= Exercise goal =
Wherever the line with "[locate] grassy embankment" sits in the listing below, transcribe from it up to and including the line with "Target: metal framework", exactly, and leave the remaining lines out.

(Information begins)

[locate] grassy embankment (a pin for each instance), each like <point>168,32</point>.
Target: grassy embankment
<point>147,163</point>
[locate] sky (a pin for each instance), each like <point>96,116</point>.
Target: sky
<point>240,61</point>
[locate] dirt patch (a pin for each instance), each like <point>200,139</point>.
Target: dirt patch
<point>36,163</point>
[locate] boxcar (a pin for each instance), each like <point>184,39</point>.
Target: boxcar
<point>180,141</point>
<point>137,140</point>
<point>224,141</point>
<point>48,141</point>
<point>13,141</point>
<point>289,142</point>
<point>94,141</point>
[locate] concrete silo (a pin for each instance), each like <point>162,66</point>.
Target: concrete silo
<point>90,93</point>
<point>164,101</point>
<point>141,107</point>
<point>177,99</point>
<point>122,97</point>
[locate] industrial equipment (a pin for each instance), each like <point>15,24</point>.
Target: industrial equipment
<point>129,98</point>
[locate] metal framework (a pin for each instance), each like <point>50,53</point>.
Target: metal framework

(Information ends)
(Information begins)

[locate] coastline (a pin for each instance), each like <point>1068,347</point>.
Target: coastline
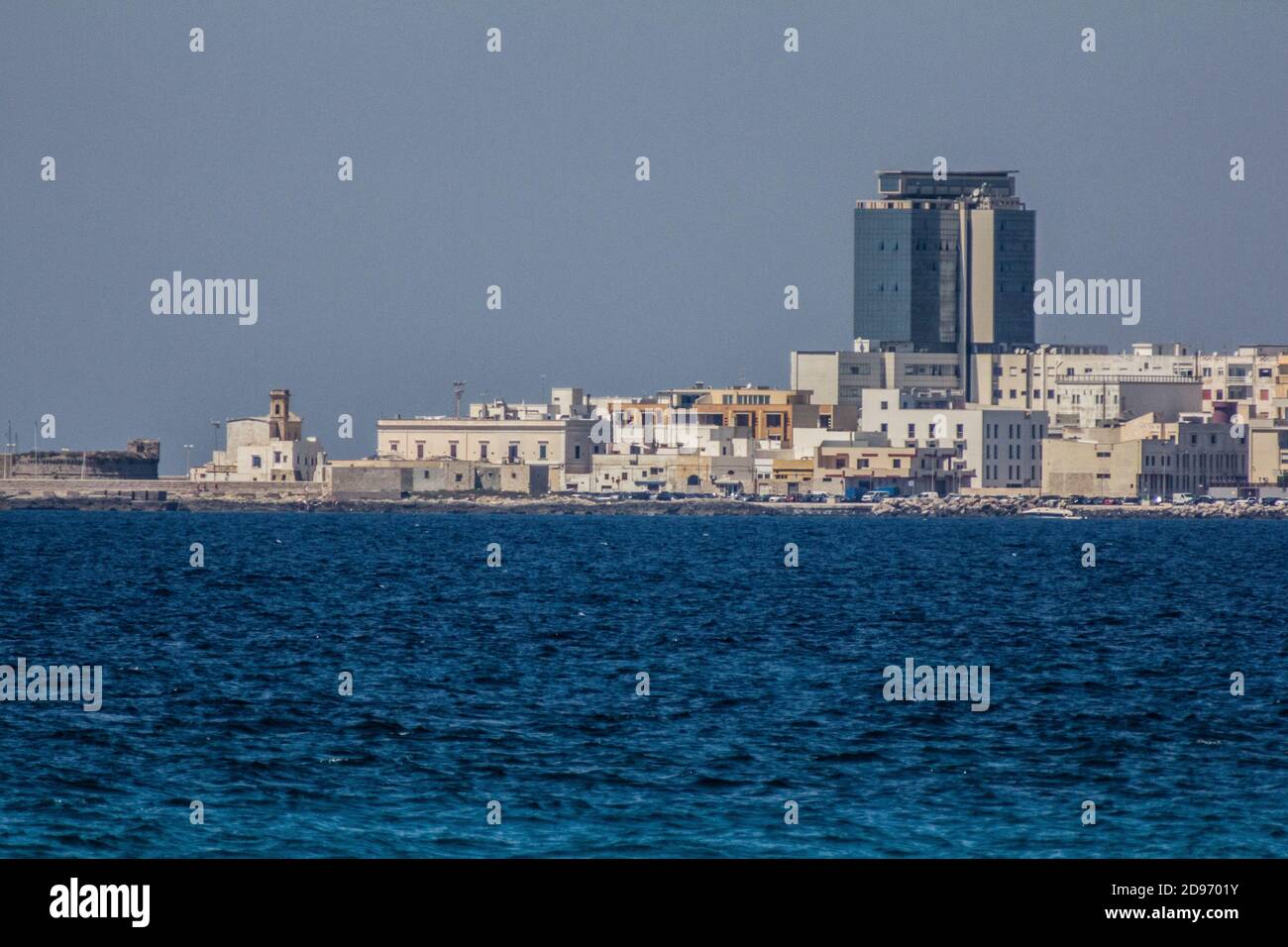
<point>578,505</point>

(Information ends)
(Information begins)

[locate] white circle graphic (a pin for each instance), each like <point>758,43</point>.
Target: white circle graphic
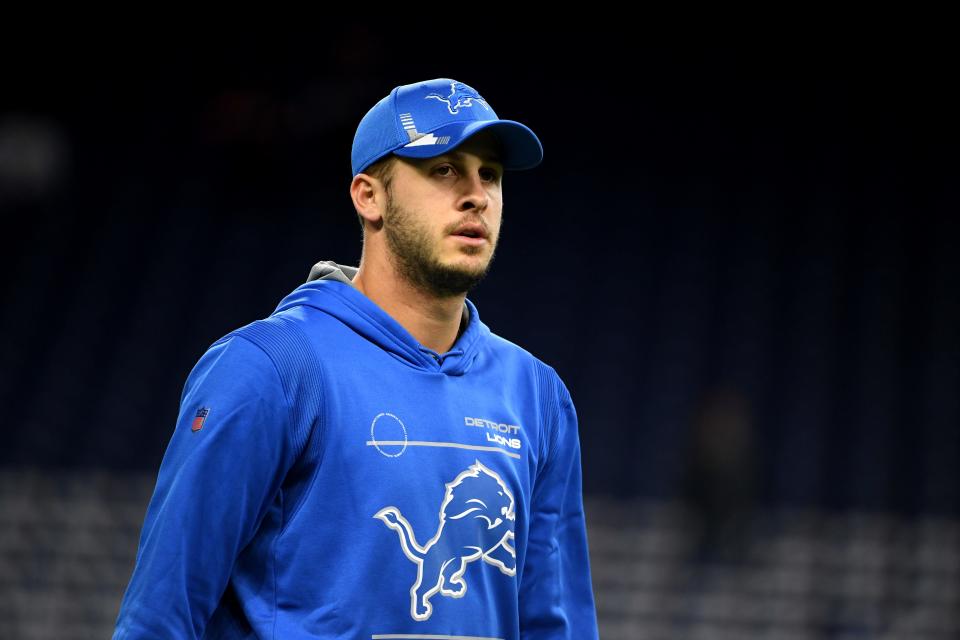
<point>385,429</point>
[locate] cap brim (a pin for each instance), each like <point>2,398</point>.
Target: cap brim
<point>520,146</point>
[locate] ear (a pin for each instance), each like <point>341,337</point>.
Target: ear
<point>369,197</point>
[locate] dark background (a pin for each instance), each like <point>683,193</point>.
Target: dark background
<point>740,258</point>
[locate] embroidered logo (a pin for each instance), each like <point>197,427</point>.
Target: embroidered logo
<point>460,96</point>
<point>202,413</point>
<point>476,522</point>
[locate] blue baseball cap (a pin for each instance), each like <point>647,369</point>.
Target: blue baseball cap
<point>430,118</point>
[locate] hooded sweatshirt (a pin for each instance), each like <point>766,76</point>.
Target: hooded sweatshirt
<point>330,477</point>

(Information ends)

= Task response =
[locate] grassy embankment (a pin for each instance), each like <point>168,32</point>.
Target: grassy embankment
<point>147,163</point>
[locate] sky (a pin for each instance), each like <point>96,116</point>.
Target: sky
<point>240,61</point>
[locate] dirt patch (a pin for each instance), each like <point>200,139</point>.
Target: dirt patch
<point>36,163</point>
[locate] boxcar (a pin for each instance), each like <point>184,39</point>.
Target: boxcar
<point>180,141</point>
<point>137,140</point>
<point>224,141</point>
<point>48,141</point>
<point>13,141</point>
<point>289,142</point>
<point>94,141</point>
[locate] concrete silo (a pin for each instance), each like <point>162,66</point>.
Target: concrete silo
<point>90,93</point>
<point>164,101</point>
<point>141,107</point>
<point>177,99</point>
<point>122,97</point>
[locate] industrial equipment (a pin for each instance), each like <point>15,24</point>.
Target: industrial equipment
<point>129,98</point>
[locate] metal framework (a pin for each instance), each like <point>50,53</point>.
Target: metal framework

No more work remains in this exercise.